### Supplied data
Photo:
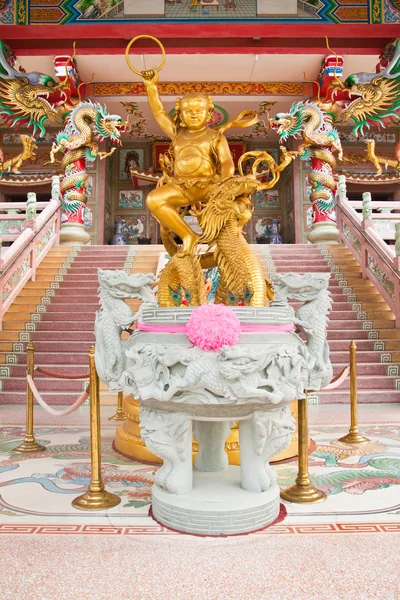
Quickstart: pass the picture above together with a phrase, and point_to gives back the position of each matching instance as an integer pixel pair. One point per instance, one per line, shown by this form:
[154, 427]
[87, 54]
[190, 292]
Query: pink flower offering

--

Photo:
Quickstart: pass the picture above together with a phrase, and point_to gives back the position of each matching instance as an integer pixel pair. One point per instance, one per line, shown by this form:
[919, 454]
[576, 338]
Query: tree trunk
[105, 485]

### Task description
List every line from the entries above that includes the string "Query", copying each one in full.

### Reply to the task
Query: pink flower offering
Query: tree trunk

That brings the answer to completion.